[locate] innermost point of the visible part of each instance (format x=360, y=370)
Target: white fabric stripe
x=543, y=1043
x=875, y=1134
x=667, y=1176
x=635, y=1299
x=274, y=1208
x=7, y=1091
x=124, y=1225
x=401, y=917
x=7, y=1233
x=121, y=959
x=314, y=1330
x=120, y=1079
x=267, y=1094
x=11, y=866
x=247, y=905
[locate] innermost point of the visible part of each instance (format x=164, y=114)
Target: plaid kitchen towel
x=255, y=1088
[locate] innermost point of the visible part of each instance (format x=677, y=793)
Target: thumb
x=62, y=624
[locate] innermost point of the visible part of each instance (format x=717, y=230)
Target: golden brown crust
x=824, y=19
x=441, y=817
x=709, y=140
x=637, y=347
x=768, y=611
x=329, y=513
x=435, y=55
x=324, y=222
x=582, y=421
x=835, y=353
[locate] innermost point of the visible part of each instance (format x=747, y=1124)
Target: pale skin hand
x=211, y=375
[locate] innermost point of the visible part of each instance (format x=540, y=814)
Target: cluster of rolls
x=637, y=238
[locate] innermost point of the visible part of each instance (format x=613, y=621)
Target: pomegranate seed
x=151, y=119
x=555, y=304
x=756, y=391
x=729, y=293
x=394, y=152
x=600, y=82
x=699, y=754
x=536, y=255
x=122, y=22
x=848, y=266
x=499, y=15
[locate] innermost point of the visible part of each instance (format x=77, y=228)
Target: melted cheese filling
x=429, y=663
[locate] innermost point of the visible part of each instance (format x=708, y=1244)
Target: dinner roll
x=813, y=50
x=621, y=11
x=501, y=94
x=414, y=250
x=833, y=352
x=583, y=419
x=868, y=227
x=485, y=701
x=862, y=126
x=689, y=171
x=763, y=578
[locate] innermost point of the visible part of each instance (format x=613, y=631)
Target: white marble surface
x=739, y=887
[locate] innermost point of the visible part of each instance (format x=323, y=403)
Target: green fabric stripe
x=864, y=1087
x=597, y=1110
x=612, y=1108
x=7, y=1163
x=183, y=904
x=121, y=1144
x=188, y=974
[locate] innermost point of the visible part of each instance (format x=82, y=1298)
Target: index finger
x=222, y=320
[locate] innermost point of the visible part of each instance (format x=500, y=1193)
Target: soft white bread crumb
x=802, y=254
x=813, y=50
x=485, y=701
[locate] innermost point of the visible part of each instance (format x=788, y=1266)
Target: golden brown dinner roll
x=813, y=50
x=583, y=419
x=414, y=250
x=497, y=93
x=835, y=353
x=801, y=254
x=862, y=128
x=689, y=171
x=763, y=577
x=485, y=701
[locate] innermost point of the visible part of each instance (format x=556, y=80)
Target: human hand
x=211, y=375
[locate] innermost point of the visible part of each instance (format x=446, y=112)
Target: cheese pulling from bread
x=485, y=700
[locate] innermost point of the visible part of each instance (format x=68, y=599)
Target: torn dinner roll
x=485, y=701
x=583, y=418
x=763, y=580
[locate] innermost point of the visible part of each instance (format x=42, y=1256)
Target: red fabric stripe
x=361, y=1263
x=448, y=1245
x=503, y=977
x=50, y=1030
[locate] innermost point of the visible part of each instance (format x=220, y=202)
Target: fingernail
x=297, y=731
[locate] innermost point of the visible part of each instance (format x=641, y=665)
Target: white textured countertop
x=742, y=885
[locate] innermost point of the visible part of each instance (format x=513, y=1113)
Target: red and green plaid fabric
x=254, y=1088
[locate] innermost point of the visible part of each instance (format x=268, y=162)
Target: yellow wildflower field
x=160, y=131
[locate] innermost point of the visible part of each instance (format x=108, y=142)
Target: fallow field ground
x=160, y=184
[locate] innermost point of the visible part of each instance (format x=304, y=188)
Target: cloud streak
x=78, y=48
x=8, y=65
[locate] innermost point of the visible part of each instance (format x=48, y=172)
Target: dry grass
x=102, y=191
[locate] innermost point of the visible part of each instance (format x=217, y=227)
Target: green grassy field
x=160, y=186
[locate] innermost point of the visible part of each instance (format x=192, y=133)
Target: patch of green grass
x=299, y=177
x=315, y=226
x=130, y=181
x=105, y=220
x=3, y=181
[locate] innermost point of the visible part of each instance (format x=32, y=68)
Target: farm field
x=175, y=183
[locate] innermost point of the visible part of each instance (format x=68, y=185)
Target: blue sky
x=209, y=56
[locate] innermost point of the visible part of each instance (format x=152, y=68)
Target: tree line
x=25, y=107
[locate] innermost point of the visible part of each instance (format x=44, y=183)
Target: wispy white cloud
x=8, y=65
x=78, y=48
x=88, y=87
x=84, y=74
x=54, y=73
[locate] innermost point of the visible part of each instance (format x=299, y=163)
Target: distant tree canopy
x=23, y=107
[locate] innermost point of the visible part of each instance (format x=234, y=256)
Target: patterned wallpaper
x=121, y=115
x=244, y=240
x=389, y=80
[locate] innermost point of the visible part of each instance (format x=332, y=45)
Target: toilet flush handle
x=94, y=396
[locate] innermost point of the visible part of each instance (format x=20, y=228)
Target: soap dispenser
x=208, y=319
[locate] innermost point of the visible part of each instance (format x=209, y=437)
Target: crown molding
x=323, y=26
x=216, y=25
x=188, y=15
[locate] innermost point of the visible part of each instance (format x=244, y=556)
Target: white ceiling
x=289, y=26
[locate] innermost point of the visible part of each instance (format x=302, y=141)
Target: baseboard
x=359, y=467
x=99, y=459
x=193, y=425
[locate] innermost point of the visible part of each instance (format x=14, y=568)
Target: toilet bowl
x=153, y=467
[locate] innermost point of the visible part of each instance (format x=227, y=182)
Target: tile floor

----

## [Work required]
Line by line, please reproduce the records exactly.

## [Answer to the problem]
[locate] innermost point of the visible part of each instance (format x=360, y=370)
Target: white fabric stripe
x=543, y=1043
x=875, y=1134
x=667, y=1176
x=635, y=1299
x=274, y=1208
x=7, y=1091
x=124, y=1225
x=401, y=917
x=7, y=1233
x=121, y=959
x=314, y=1330
x=120, y=1079
x=267, y=1094
x=11, y=866
x=247, y=905
[locate] innermost point of the visible part of each instance (format x=164, y=114)
Target: plaid kitchen towel
x=255, y=1088
[locate] innermost point of the visible part of each instance (format x=677, y=793)
Target: thumb
x=62, y=624
[locate] innermost point of the visible part of each instance (format x=717, y=230)
Target: golden brown crust
x=824, y=19
x=441, y=817
x=709, y=140
x=637, y=347
x=768, y=611
x=329, y=513
x=435, y=55
x=324, y=222
x=582, y=421
x=835, y=353
[locate] innermost point of the visible part of each instance (format x=747, y=1124)
Target: pale skin hand
x=211, y=375
[locate] innermost point of the visible part of each instance (format x=540, y=814)
Target: cluster of rolls
x=637, y=238
[locate] innermost point of the visible part of each instance (format x=613, y=621)
Target: pomegranate seed
x=151, y=119
x=555, y=304
x=756, y=391
x=729, y=293
x=394, y=152
x=600, y=82
x=699, y=754
x=536, y=255
x=122, y=22
x=848, y=266
x=499, y=15
[locate] innermost point of the visible part of each instance (format x=77, y=228)
Target: melted cheese filling
x=429, y=663
[locate] innermost point of the visible part of each instance (format x=708, y=1244)
Target: dinner roll
x=813, y=50
x=621, y=11
x=501, y=94
x=414, y=250
x=833, y=352
x=583, y=419
x=868, y=227
x=485, y=701
x=862, y=126
x=689, y=171
x=763, y=578
[locate] innermost point of the visible part of each instance (format x=613, y=631)
Target: white marble surface
x=739, y=887
[locate] innermost point of the visible part of each instance (format x=323, y=403)
Target: green fabric stripe
x=864, y=1087
x=597, y=1110
x=612, y=1108
x=7, y=1163
x=183, y=904
x=121, y=1144
x=188, y=974
[locate] innermost point of the visible part of each instance (format x=82, y=1298)
Target: index finger
x=222, y=320
[locate] innermost point of the visible part of each instance (format x=500, y=1193)
Target: soft white bread crumb
x=802, y=254
x=813, y=50
x=485, y=701
[locate] innermost point of the visible part of each instance (format x=788, y=1266)
Target: golden brown dinner roll
x=813, y=50
x=583, y=419
x=414, y=250
x=497, y=93
x=835, y=353
x=801, y=254
x=862, y=128
x=689, y=171
x=763, y=577
x=485, y=701
[locate] innermost point of the visible part of each instance (format x=556, y=80)
Target: human hand
x=211, y=375
[locate] innermost point of the visible part of each instance (format x=446, y=112)
Target: cheese pulling from bread
x=485, y=700
[locate] innermost point of the visible part of each instance (format x=68, y=599)
Target: torn dinner roll
x=485, y=701
x=583, y=418
x=763, y=580
[locate] innermost point of the visible part of each instance (format x=42, y=1256)
Target: red fabric stripe
x=361, y=1263
x=448, y=1245
x=503, y=977
x=50, y=1030
[locate] innermost point of the visible part of each instance (format x=220, y=202)
Target: fingernail
x=297, y=731
[locate] innermost point of the visible part of each instance (format x=641, y=665)
Target: white textured countertop
x=742, y=885
[locate] innermost point of the visible part of each instance (format x=513, y=1113)
Target: red and green plaid fabric
x=254, y=1088
[locate] innermost point of the visible part of each instance (format x=268, y=162)
Target: yellow wildflower field
x=160, y=131
[locate] innermost point of the visible part of each instance (format x=108, y=142)
Target: fallow field ground
x=160, y=184
[locate] innermost point of the visible part of each instance (format x=304, y=188)
Target: cloud streak
x=78, y=48
x=8, y=65
[locate] innermost point of the visible part of each instance (format x=48, y=172)
Target: dry grass
x=102, y=191
[locate] innermost point of the visible part of each instance (format x=217, y=227)
Target: green grassy field
x=160, y=186
[locate] innermost point of the visible part of each instance (format x=192, y=133)
Target: patch of green grass
x=299, y=177
x=315, y=226
x=130, y=181
x=105, y=220
x=3, y=181
[locate] innermost point of the visible part of each instance (format x=32, y=68)
Target: farm field
x=175, y=183
[locate] innermost point of the visible part of each instance (format x=68, y=185)
Target: blue sky
x=209, y=56
[locate] innermost point of the visible part of each instance (format x=152, y=68)
Target: tree line
x=25, y=107
[locate] innermost point of the visible part of each instance (format x=44, y=183)
Target: wispy white cloud
x=8, y=65
x=78, y=48
x=88, y=87
x=84, y=74
x=54, y=73
[locate] innermost point of the visible part of each instance (format x=299, y=163)
Target: distant tree canopy
x=23, y=107
[locate] innermost point of the visible part of each instance (format x=234, y=256)
Target: patterned wallpaper
x=121, y=115
x=244, y=240
x=389, y=80
[locate] innermost point of the visible part of each instance (format x=332, y=45)
Target: toilet flush handle
x=94, y=396
[locate] innermost point of the visible part of each instance (format x=20, y=228)
Target: soap dispenser
x=208, y=319
[locate] innermost point of the visible part of each instance (format x=209, y=437)
Target: crown molding
x=323, y=26
x=216, y=25
x=188, y=15
[locate] innermost point of the visible part of each instance (format x=244, y=556)
Target: white ceiling
x=289, y=26
[locate] innermost point of the visible part of each instance (format x=302, y=141)
Target: baseboard
x=359, y=467
x=99, y=459
x=193, y=425
[locate] innermost point of the visible part of each instance (format x=14, y=568)
Target: toilet bowl
x=153, y=467
[locate] innermost point of the visible part of each instance (format x=227, y=182)
Target: tile floor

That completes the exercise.